### Task to complete
The records below need to be repeated exactly, though not their pictures.

### Records shown
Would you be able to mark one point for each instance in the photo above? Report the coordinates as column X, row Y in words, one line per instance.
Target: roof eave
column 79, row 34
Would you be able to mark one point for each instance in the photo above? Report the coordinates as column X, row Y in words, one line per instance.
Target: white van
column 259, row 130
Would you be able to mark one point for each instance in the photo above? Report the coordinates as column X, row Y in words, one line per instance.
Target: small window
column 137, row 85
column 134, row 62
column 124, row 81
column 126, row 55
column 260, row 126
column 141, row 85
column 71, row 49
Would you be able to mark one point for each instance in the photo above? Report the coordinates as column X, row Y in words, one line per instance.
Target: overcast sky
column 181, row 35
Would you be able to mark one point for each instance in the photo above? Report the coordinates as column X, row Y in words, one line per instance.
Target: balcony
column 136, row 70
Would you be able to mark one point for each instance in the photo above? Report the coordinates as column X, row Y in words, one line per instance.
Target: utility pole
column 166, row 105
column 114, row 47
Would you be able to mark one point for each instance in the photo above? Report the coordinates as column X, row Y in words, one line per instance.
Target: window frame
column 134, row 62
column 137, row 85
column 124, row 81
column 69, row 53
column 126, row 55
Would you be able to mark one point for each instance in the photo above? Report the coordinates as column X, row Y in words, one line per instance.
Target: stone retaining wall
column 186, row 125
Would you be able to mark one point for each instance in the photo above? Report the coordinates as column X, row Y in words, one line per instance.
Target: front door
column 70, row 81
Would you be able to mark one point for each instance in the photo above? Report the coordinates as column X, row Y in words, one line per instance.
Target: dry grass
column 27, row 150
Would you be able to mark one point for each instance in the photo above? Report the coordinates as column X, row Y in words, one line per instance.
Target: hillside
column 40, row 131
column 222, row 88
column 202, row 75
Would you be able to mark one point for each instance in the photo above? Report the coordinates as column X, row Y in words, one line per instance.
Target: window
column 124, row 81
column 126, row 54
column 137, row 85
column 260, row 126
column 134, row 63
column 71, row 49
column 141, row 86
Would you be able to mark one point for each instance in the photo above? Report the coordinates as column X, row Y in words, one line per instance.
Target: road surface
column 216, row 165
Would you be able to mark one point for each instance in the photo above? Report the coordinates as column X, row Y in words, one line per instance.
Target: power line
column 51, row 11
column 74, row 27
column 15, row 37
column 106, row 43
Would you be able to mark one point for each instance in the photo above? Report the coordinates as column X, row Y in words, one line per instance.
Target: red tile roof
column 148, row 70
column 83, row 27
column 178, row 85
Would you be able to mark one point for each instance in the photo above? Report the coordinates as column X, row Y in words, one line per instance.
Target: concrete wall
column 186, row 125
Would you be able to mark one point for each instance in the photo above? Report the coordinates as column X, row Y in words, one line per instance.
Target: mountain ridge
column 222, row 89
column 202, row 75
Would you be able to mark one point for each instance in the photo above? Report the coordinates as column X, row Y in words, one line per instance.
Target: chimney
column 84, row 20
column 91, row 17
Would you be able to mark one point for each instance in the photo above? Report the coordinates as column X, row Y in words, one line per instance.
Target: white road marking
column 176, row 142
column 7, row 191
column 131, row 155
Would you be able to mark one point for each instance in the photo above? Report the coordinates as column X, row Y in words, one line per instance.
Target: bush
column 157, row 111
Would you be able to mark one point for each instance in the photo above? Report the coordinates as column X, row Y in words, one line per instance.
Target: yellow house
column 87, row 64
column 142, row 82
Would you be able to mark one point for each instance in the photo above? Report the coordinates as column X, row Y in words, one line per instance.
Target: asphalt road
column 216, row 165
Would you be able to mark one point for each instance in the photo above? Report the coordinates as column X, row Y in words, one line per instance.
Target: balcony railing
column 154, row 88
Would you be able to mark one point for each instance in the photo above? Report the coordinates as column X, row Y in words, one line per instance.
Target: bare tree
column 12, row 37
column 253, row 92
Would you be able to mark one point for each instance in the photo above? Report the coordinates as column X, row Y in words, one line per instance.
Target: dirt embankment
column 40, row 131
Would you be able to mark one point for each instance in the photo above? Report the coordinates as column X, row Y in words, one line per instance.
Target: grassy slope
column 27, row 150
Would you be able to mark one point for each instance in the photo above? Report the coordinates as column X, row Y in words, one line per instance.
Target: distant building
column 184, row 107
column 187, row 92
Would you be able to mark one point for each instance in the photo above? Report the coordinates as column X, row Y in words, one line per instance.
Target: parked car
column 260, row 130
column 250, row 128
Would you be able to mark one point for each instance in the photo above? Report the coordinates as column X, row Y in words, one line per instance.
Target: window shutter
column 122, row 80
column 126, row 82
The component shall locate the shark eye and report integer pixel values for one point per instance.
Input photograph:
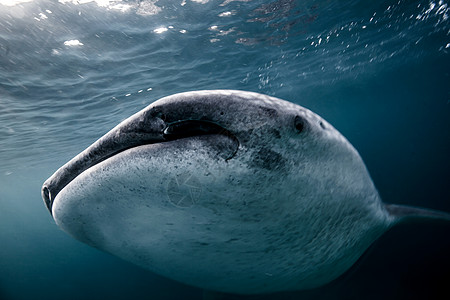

### Response to this task
Would you be able to mark one point for each instance in the photo above? Report the coordinates as column X, row Y in words, one line per instance.
Target: roof eave
column 79, row 34
Would you be able to mark one point for each instance in the photo above? Report the coordinates as column X, row Y in words, one line per instance.
Target: white van
column 259, row 130
Would you be able to mark one point for each instance in the photo above? Report the coordinates as column X, row Y in words, one line per instance.
Target: small window
column 137, row 85
column 134, row 62
column 124, row 81
column 126, row 55
column 260, row 126
column 141, row 85
column 71, row 49
Would you be able to mark one point for each instance in the photo above? Report the coordinates as column X, row Y in words, one line per instance.
Target: overcast sky
column 181, row 35
Would you be able to mark one point for each instance in the photo above? Report the coordinates as column X, row Y in words, one line per instance.
Target: balcony
column 136, row 70
Would you be able to mark one point for each instance in the photo above? Report the coordinates as column X, row Y in words, one line per instance.
Target: utility pole
column 166, row 105
column 114, row 47
Would you be able to mark one point for each instance in the photo above? Report the coordinates as column X, row Y in words, one line per instance.
Target: window frame
column 134, row 62
column 137, row 85
column 124, row 81
column 69, row 53
column 126, row 55
Would you be able to mark one point for each instance in the photo above? Report the coordinates as column X, row Y in words, one line per instance.
Target: stone retaining wall
column 186, row 125
Would you be able to mark one point for each instance in the photo above? Report the coordinates as column X, row Y in words, one line per instance.
Target: front door
column 70, row 81
Would you be able to mark one point for each instance in the photo above? Report the coordinates as column X, row Y in words, one line per instance.
Target: dry grass
column 27, row 150
Would you be able to mark one point for each instance in the photo above? Report the coordinates as column X, row Y in words, one line per instance.
Target: hillside
column 40, row 131
column 222, row 88
column 202, row 75
Would you be able to mark one point for each instance in the photo above? Report the coordinates as column X, row Y in words, one line per instance.
Target: window
column 124, row 81
column 126, row 54
column 137, row 85
column 260, row 126
column 134, row 63
column 71, row 49
column 141, row 86
Would you be able to mark one point for each instance in the photo above? Report the coordinates as column X, row Y in words, one line per instance.
Target: road surface
column 216, row 165
Would you be able to mark one point for each instance in the photo above? Report the coordinates as column X, row Y in words, one line per instance.
Target: power line
column 51, row 11
column 74, row 27
column 15, row 37
column 106, row 43
Would you be able to mark one point for each instance in the photo above? Report the coordinates as column X, row Y in words, one line per instance.
Target: red tile roof
column 148, row 70
column 83, row 27
column 178, row 85
Would you be able to mark one point for each instance in the photo above? Report the coordinates as column X, row Y in words, one line per instance.
Target: concrete wall
column 186, row 125
Would you be able to mark one point for each instance in the photo above? Report the coordinates as column X, row Y in words, one line per instance.
Target: mountain ridge
column 222, row 89
column 202, row 75
Would you be able to mark one point for each instance in the photo above? Report the coordinates as column X, row Y in words, one line per instance.
Target: chimney
column 84, row 20
column 91, row 17
Would you be able to mark one point for each instance in the photo above? Report the coordinates as column X, row Y in words, one line per instance.
Target: white road marking
column 176, row 142
column 7, row 191
column 131, row 155
Would you be able to mark one point for each instance in the photo above? Report the coordinates as column X, row Y in words, one line per instance.
Target: bush
column 157, row 111
Would you be able to mark one point for each instance in the photo above? Report the coordinates as column X, row Y in words, one line per instance.
Target: yellow house
column 87, row 64
column 142, row 82
Would you be able to mark one point for each instance in the photo above? Report the coordinates as column X, row Y in words, one line per instance.
Target: asphalt road
column 216, row 165
Would you be able to mark one point for each instance in the photo above? Report the coordinates as column X, row Y in words, one line per instance.
Target: balcony railing
column 154, row 88
Would you be able to mark one point for each instance in the photo above? Report the coordinates as column X, row Y in words, one line per instance.
Target: bare tree
column 12, row 37
column 253, row 92
Would you be able to mark one point for each instance in the photo above? Report the coordinates as column X, row Y in words, one line per instance.
Target: dirt embankment
column 40, row 131
Would you be able to mark one point for each instance in the photo above? Report the coordinates as column X, row Y in words, one line per instance.
Target: grassy slope
column 27, row 150
Would you be able to mark one point for each instance in the photo above? Report the coordinates as column X, row Y in words, one line per instance.
Target: distant building
column 184, row 107
column 187, row 92
Would you be able to mark one point for each instance in the photo above? Report the coordinates as column X, row Y in words, one line per instance.
Target: parked car
column 260, row 130
column 250, row 128
Would you be able to mark one point for each instance in the photo above? Report the coordinates as column X, row Y in words, one line per instance.
Target: window shutter
column 122, row 80
column 126, row 82
The component shall locate the shark eye and report integer pixel values for one point per instance.
Input photograph:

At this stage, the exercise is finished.